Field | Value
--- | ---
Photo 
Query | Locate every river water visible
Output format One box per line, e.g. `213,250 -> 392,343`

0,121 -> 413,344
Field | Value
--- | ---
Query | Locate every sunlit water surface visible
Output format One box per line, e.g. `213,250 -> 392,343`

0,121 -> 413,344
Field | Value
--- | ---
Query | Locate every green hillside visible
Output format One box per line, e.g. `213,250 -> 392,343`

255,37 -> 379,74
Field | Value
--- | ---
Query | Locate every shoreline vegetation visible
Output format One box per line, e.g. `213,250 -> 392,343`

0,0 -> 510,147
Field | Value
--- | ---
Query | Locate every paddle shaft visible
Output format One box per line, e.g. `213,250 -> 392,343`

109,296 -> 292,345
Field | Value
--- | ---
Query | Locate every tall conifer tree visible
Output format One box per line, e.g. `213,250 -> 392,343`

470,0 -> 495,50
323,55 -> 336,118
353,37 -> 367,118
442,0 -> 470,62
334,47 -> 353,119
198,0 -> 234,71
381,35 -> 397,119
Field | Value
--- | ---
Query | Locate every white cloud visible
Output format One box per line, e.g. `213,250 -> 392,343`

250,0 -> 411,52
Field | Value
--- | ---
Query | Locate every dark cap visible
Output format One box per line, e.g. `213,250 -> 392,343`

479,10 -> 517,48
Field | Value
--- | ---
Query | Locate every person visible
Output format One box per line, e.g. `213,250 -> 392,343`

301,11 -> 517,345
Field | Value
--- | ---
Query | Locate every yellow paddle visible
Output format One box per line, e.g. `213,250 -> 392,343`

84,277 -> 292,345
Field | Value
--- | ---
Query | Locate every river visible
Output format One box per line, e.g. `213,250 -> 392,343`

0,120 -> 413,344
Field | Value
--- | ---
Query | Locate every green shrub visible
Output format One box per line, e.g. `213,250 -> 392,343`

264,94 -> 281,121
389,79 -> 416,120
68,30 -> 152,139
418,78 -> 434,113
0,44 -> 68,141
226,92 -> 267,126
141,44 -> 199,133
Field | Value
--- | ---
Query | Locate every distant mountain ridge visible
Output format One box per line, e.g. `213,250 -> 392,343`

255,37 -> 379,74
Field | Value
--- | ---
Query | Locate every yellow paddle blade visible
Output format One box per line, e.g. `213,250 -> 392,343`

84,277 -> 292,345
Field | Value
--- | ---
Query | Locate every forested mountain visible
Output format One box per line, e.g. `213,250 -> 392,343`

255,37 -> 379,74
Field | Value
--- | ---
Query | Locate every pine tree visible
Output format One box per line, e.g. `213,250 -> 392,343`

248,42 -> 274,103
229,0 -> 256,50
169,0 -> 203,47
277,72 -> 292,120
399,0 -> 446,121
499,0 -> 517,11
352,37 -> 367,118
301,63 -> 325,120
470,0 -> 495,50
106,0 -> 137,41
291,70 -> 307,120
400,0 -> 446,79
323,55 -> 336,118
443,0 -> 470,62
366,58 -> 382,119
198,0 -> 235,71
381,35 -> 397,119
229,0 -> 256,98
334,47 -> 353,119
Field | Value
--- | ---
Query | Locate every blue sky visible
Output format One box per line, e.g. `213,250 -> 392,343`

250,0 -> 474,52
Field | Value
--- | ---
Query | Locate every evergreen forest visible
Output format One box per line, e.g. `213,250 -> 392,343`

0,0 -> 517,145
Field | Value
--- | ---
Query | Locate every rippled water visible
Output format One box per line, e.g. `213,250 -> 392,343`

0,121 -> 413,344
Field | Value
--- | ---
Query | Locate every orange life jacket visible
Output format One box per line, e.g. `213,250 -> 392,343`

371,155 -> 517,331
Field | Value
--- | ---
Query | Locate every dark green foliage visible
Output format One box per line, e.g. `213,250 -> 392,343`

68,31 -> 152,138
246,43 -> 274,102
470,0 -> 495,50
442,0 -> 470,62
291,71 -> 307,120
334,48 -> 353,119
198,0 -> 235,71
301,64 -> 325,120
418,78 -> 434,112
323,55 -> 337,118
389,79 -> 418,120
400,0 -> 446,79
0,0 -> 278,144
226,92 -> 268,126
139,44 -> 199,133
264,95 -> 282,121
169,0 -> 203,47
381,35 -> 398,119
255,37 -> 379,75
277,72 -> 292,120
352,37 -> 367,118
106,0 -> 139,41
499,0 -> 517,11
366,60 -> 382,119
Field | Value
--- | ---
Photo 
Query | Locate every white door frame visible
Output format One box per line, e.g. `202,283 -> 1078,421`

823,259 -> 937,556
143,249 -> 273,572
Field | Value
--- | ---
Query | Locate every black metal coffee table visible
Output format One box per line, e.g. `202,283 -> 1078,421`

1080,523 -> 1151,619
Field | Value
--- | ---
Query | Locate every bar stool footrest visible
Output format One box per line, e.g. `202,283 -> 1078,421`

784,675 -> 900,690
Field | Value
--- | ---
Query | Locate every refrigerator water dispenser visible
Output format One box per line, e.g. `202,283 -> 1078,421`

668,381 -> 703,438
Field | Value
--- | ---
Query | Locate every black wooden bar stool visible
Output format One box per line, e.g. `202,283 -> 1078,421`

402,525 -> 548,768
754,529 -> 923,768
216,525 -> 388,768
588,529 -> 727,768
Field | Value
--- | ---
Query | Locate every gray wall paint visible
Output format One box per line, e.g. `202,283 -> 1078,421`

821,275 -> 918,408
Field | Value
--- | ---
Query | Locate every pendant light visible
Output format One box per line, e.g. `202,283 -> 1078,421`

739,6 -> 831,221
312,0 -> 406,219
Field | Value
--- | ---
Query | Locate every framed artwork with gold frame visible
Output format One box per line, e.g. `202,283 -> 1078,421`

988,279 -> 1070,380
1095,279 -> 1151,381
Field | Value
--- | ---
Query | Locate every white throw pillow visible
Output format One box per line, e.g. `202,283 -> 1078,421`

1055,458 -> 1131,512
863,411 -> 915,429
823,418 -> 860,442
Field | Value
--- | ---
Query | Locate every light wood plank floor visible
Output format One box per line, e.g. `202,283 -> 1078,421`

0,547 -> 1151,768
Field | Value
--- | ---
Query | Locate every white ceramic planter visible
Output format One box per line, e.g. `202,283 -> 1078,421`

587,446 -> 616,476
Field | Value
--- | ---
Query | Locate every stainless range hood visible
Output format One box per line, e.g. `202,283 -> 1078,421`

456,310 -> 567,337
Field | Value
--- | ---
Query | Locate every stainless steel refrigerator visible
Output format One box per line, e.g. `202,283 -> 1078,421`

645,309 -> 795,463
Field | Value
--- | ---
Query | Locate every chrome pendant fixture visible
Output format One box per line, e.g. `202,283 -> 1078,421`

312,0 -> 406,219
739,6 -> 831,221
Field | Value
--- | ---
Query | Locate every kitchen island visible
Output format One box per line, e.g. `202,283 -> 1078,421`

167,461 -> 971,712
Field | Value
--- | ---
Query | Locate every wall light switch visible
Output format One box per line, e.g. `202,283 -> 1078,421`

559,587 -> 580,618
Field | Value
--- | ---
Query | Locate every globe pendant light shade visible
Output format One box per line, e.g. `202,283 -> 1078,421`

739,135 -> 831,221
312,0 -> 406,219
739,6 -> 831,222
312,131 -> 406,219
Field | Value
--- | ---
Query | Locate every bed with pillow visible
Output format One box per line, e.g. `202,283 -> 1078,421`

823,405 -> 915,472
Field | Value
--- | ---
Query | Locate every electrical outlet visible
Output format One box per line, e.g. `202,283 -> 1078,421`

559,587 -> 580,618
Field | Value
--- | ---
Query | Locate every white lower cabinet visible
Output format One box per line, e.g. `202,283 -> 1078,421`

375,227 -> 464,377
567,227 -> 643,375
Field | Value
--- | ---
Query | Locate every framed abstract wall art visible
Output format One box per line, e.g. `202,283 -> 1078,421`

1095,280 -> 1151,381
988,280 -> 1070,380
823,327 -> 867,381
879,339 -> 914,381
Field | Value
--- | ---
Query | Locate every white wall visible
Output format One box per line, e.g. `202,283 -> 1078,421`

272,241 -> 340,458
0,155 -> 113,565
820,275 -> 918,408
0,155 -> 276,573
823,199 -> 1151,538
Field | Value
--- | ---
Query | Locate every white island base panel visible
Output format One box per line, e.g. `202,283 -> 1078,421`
---*---
▸ Task description: Reproduce the data above word for word, from its first line through the line containing "0,120 -> 413,344", including that line.

▸ Response to this exercise:
Field | Value
--- | ---
Photo 
Query | Locate every river water visible
Output format One box per line, e.g. `213,250 -> 392,343`

0,121 -> 413,344
Field | Value
--- | ---
Query | Locate every sunlit water surface visible
Output format One box per line, e.g. `213,250 -> 392,343`

0,121 -> 413,344
Field | Value
--- | ---
Query | Locate every green hillside visible
Output format One box per line, e.g. `213,250 -> 392,343`

255,37 -> 379,74
Field | Value
--- | ---
Query | Locate every shoreline vegetation visible
Output format One box per line, e.g. `213,250 -> 392,343`

0,0 -> 510,147
Field | Value
--- | ---
Query | Locate every paddle shaft visible
Output format One box per line, e.g. `213,250 -> 392,343`

109,296 -> 292,345
Field | Value
--- | ---
Query | Locate every tall conifer tree visible
Output format One box per line, e.g. `213,250 -> 392,343`

470,0 -> 495,50
323,55 -> 336,118
353,37 -> 367,118
442,0 -> 470,62
334,47 -> 353,119
198,0 -> 234,71
381,35 -> 397,119
Field | Value
--- | ---
Query | Locate every white cloud visible
Output format One box per line, e.g. `213,250 -> 392,343`

250,0 -> 411,52
Field | Value
--- | ---
Query | Locate every dark cap visible
Output format One box per line, e.g. `213,250 -> 392,343`

479,10 -> 517,48
Field | Value
--- | ---
Query | Locate every person visible
Output format One box per line, e.g. `213,250 -> 392,343`

301,11 -> 517,345
Field | Value
--- | ---
Query | Locate every yellow paddle visible
Output format One box per line, e.g. `213,250 -> 392,343`

84,277 -> 292,345
Field | Value
--- | ---
Query | Locate every river visible
Output format One box per line, e.g. `213,250 -> 392,343`

0,120 -> 413,344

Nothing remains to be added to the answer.